> **Problem to solve**: Reproduce the records below word for word, omitting the pictures.

> **Material for this exercise**:
────────────────────────────────────────

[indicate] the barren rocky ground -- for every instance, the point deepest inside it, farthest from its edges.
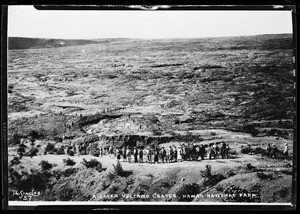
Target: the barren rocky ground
(239, 90)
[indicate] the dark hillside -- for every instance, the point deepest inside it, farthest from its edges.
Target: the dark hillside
(33, 43)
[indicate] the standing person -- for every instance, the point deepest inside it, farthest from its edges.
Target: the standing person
(179, 154)
(273, 153)
(100, 151)
(223, 149)
(141, 154)
(128, 154)
(135, 154)
(110, 150)
(151, 155)
(197, 152)
(268, 149)
(227, 150)
(214, 151)
(171, 153)
(209, 152)
(202, 152)
(286, 150)
(118, 153)
(217, 152)
(168, 155)
(175, 153)
(161, 154)
(156, 154)
(124, 154)
(164, 154)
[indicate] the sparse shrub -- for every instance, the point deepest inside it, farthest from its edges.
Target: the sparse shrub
(213, 180)
(264, 176)
(250, 167)
(68, 172)
(188, 190)
(15, 161)
(69, 162)
(46, 165)
(284, 192)
(14, 139)
(21, 150)
(207, 172)
(119, 169)
(259, 150)
(93, 150)
(60, 151)
(209, 178)
(33, 152)
(246, 150)
(50, 148)
(22, 180)
(93, 163)
(71, 152)
(251, 129)
(219, 188)
(156, 131)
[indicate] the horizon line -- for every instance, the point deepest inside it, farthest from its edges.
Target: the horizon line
(141, 38)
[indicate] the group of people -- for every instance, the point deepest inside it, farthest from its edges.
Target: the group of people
(169, 154)
(272, 151)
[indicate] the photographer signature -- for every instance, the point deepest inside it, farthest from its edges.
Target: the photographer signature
(26, 196)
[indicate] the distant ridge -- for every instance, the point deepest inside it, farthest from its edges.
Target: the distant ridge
(35, 43)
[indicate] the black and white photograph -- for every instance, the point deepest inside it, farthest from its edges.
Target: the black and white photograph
(150, 106)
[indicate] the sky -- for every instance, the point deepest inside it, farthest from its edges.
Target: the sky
(26, 21)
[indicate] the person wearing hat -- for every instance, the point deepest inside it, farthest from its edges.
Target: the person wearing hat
(209, 152)
(135, 154)
(141, 154)
(128, 154)
(286, 150)
(273, 151)
(124, 153)
(179, 154)
(171, 153)
(156, 154)
(175, 153)
(268, 149)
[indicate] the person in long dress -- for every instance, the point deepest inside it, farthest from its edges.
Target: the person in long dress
(179, 154)
(128, 155)
(286, 150)
(209, 152)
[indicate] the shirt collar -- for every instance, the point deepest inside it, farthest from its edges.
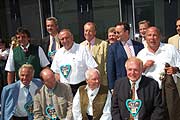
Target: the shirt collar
(73, 48)
(27, 46)
(92, 41)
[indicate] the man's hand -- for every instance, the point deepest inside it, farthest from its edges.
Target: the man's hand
(148, 64)
(171, 70)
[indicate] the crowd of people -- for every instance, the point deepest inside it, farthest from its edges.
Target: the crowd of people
(120, 78)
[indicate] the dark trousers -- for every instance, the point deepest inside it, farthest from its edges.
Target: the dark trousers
(75, 87)
(89, 117)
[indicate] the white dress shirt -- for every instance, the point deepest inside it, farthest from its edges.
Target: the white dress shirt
(19, 110)
(77, 115)
(166, 53)
(129, 42)
(42, 57)
(78, 57)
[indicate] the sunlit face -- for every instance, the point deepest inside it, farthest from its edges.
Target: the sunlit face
(49, 79)
(66, 39)
(178, 27)
(51, 27)
(134, 70)
(89, 32)
(121, 34)
(152, 38)
(26, 76)
(142, 29)
(94, 80)
(112, 37)
(23, 39)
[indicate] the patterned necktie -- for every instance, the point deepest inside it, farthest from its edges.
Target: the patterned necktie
(128, 50)
(133, 96)
(25, 49)
(53, 47)
(89, 46)
(133, 90)
(28, 97)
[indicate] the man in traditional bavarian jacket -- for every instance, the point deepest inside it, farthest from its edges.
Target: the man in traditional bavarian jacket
(25, 53)
(92, 101)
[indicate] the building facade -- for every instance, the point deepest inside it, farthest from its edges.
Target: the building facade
(72, 14)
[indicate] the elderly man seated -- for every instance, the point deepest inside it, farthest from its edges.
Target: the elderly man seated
(16, 98)
(92, 101)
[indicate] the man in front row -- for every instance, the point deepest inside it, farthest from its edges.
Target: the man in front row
(54, 100)
(16, 96)
(92, 101)
(145, 89)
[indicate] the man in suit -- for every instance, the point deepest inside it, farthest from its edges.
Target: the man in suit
(25, 53)
(143, 25)
(118, 53)
(98, 49)
(14, 96)
(155, 57)
(54, 100)
(71, 61)
(92, 101)
(146, 90)
(175, 40)
(51, 43)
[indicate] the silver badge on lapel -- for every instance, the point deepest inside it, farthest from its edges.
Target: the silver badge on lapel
(65, 70)
(133, 106)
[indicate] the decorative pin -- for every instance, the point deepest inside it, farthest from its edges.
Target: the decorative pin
(29, 107)
(133, 106)
(51, 112)
(65, 70)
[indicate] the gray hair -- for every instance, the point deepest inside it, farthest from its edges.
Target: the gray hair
(29, 66)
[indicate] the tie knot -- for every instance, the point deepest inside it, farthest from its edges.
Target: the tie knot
(25, 49)
(27, 86)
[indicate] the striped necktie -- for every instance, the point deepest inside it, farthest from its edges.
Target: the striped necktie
(53, 47)
(28, 97)
(128, 50)
(133, 96)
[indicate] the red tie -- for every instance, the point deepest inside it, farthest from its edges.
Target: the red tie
(25, 49)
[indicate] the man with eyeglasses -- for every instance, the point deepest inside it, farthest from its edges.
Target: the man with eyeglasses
(25, 53)
(119, 52)
(71, 61)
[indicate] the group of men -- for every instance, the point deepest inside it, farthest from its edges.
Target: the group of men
(77, 86)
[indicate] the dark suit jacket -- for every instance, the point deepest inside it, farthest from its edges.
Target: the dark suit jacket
(148, 92)
(116, 61)
(9, 98)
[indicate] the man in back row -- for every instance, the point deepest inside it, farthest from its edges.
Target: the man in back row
(25, 53)
(119, 52)
(98, 48)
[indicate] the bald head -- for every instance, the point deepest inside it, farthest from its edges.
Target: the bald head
(48, 78)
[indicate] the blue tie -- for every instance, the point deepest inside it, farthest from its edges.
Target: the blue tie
(53, 48)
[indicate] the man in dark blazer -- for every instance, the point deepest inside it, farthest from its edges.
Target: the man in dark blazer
(147, 90)
(117, 55)
(47, 42)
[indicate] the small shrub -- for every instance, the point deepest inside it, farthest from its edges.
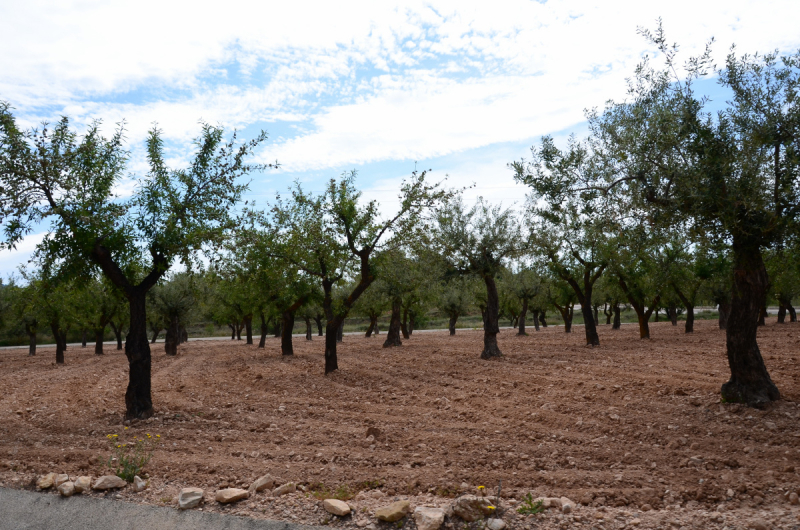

────────────────────────────────────────

> **Task output**:
[indicate] the barren rocky ground -- for every instance, the point deepest inside it, farthest from its edges.
Target: the barren rocky ground
(239, 90)
[indicate] the dark hillside -- for every instance, the point deepest inside it, farthest from its edges.
Target: the dark hillside
(33, 43)
[indicate] the standing person -- for every instance, the point deepest inside it, farthest from its edges.
Target: the standing person
(179, 154)
(273, 153)
(100, 151)
(223, 149)
(141, 154)
(128, 154)
(135, 154)
(110, 150)
(151, 155)
(197, 152)
(268, 149)
(227, 150)
(214, 151)
(171, 153)
(209, 152)
(202, 152)
(286, 150)
(118, 153)
(217, 152)
(168, 155)
(175, 153)
(161, 154)
(156, 154)
(124, 154)
(164, 154)
[indicate] the sparse shrub -- for every instance, the point deepest inside it, farthest from its edges.
Target: the sparse shrub
(213, 180)
(264, 176)
(250, 167)
(68, 172)
(188, 190)
(15, 161)
(69, 162)
(46, 165)
(284, 192)
(14, 139)
(21, 150)
(207, 172)
(119, 169)
(259, 150)
(93, 150)
(60, 151)
(209, 178)
(33, 152)
(246, 150)
(50, 148)
(22, 180)
(93, 163)
(71, 152)
(251, 129)
(219, 188)
(156, 131)
[indicate] the horizon line -- for every instance, the point deepest inside it, farthest from its edges.
Target: the horizon line
(141, 38)
[indicate] the group of people -- for every instance, the point deepest inside it, farthest from its edges.
Target: the group of people
(169, 154)
(272, 151)
[indicate] the photographer signature -- for every instance, the point deepest inside it, farthest from its edges.
Target: the photographer signature
(26, 196)
[indicate] the distant ridge -- for every instance, the point deepest inside it, farthest from its edges.
Target: the distant ridge
(35, 43)
[indicate] the black and white photograph -- for every instance, the point deepest inside it, farthest from its edges.
Target: the black and white photograph
(150, 106)
[indicate] the sky -- for every instance, the point deepest inside it, farthest from its edges.
Target: the sky
(26, 21)
[indicate] the person wearing hat -- for every instance, the point deepest inside it, farthest from its edges.
Target: the person wearing hat
(209, 152)
(135, 154)
(141, 154)
(128, 154)
(286, 150)
(273, 151)
(124, 153)
(179, 154)
(171, 153)
(156, 154)
(175, 153)
(268, 149)
[indicate] the person in long dress -- for every instance, the point deepest inside it, farthest from its edges.
Target: the person in long dress
(179, 154)
(128, 155)
(286, 150)
(209, 152)
[indicate] the shirt collar -- for every instance, the point deepest inside it, farthest from its edges.
Target: the shirt collar
(73, 48)
(27, 46)
(92, 41)
[indicate] the man's hand -- for every instance, the point deepest inside it, farthest from its edges.
Target: the man's hand
(148, 64)
(171, 70)
[indicate] the crowd of people -- for every instance, the point deepest inside it, farthest from its edges.
Target: the crowd of people
(120, 78)
[indicate] the dark trousers -- for every instance, the point deepest inside it, farthest from its edges.
Target: the dark trousers
(75, 87)
(89, 117)
[indicate] the white dress shirt -- for every instance, the point deepest inside it, farthest from its edges.
Target: the white dress shirt
(19, 110)
(77, 115)
(166, 53)
(129, 42)
(42, 57)
(78, 57)
[indicate] the sunlit face -- for every instance, the point deepest inside it, farthest from its edges.
Target: the sunlit face
(49, 79)
(66, 39)
(178, 27)
(51, 27)
(134, 70)
(89, 32)
(121, 34)
(152, 38)
(26, 76)
(142, 29)
(94, 80)
(112, 37)
(23, 39)
[indicate] the patterned necktie -- for every instance, the point deepest inside it, farthest from its edges.
Target: the patterned necktie
(128, 50)
(133, 96)
(25, 49)
(53, 47)
(89, 46)
(133, 90)
(28, 97)
[indicate] the man in traditional bavarian jacket -- for every instance, the point deepest inside it, farthest from its edges.
Target: the man in traditional bavarian jacket
(25, 53)
(92, 101)
[indicate] the building facade -- for every instance, the point deepest inside it, farthest from its edges.
Target: the building facade
(72, 14)
[indicate] the elderly man seated -- for every instance, the point deepest inside it, farthest from its edges.
Target: the elderly man seated
(16, 98)
(92, 101)
[indicate] the man in front row -- for every instance, the point deepest inside it, farthest from its edges.
Target: the man in front row
(54, 100)
(16, 96)
(92, 101)
(145, 89)
[indicate] the man in suit -- for every instance, the point deepest inside it, farthest from its edges.
Target: the man in suit
(25, 53)
(143, 25)
(118, 53)
(98, 49)
(14, 96)
(155, 57)
(54, 100)
(71, 61)
(92, 101)
(146, 90)
(175, 40)
(51, 43)
[indicate] the silver badge on lapel -- for every instance, the point deepest inside it, farthest from its edges.
Target: the silver badge on lapel
(65, 70)
(133, 106)
[indicate] the decorative pin -- for every instance, the point deepest inside it, farthest from its edges.
Target: the decorative pin
(29, 107)
(133, 106)
(51, 112)
(65, 70)
[indicate] the gray hair -- for every instance, the point deepest inside it, farthest from its edges.
Target: the gray hair
(29, 66)
[indicate] the tie knot -- for every instance, the point deepest inside it, farthest from its edges.
Target: the tie knot
(25, 49)
(27, 86)
[indicate] the striped necktie -- for every instance, the point deepest inside it, farthest from its edges.
Target: the striped necktie
(53, 47)
(28, 97)
(128, 50)
(133, 96)
[indicate] the red tie -- for every instance, the point deepest inside it, farthest from its edges.
Target: the red tie
(25, 49)
[indicate] the man with eyeglasses -- for every instance, the point deepest inside it, farthest from its edges.
Target: the man with eyeglasses
(25, 53)
(119, 52)
(71, 61)
[indicate] the group of men -- for every instance, the point deepest inside it, farthest from its edges.
Target: the group of men
(77, 86)
[indicate] the dark suit jacket -- for every instance, the point deepest inside it, farthest from its edges.
Target: the dark suit jacket
(148, 92)
(116, 61)
(9, 98)
[indicate] the man in back row -- for every instance, the point deepest inside it, farthest from its edges.
Target: the man in back row
(25, 53)
(119, 52)
(98, 48)
[indicate] the bald head -- for every instance, the point deepest inside it, farthest from its edges.
Target: the bald head
(48, 78)
[indicate] the blue tie -- for every instance, the point deepest inside it, farthest from its edges.
Target: the blue tie
(53, 48)
[indicate] the man in dark blazer -- for every instance, the point deepest inside it, farthest from its edges.
Target: the man in dark blazer
(147, 90)
(117, 55)
(47, 42)
[indicate] the small shrub -- for every instance, the point deepest inside it, farthest from its edges.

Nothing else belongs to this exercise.